(Stored records)

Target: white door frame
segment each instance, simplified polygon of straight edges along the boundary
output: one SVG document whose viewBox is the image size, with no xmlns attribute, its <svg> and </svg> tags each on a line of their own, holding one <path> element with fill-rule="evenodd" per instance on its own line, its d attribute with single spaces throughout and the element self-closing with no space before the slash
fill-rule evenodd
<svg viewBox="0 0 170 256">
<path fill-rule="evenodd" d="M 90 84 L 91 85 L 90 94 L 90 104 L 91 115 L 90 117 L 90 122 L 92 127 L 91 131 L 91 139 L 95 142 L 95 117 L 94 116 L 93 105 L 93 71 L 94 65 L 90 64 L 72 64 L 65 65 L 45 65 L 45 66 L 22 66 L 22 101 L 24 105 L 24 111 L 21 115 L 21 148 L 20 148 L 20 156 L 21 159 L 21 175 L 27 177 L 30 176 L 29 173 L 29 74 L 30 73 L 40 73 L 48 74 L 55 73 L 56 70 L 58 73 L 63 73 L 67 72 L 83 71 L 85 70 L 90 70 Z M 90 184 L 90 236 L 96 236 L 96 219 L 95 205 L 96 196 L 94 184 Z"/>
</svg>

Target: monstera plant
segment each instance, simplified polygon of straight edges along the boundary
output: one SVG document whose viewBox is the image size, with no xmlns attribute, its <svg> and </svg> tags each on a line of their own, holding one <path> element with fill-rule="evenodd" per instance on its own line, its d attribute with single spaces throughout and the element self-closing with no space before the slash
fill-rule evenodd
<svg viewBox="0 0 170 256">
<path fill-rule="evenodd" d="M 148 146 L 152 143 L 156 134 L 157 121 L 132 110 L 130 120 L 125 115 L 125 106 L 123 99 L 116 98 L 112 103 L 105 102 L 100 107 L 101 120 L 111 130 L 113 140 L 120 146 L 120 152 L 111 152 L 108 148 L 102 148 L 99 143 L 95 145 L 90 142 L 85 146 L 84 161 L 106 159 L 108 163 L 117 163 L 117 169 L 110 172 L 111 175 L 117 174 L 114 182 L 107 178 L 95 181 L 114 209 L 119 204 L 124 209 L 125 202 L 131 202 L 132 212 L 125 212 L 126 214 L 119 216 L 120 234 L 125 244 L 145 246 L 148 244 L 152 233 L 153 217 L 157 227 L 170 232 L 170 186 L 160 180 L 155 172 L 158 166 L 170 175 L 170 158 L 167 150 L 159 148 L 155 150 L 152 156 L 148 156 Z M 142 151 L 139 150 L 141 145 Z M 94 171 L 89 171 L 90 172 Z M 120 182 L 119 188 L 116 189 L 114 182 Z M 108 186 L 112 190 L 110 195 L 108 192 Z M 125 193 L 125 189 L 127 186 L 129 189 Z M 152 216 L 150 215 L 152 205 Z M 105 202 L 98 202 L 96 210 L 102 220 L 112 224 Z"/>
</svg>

### WHAT NEEDS TO BE DONE
Collect every line of the data that contains the string "Target". Case counts, so only matches with the same capitalization qualify.

### THE RESPONSE
Target: white door frame
Target: monstera plant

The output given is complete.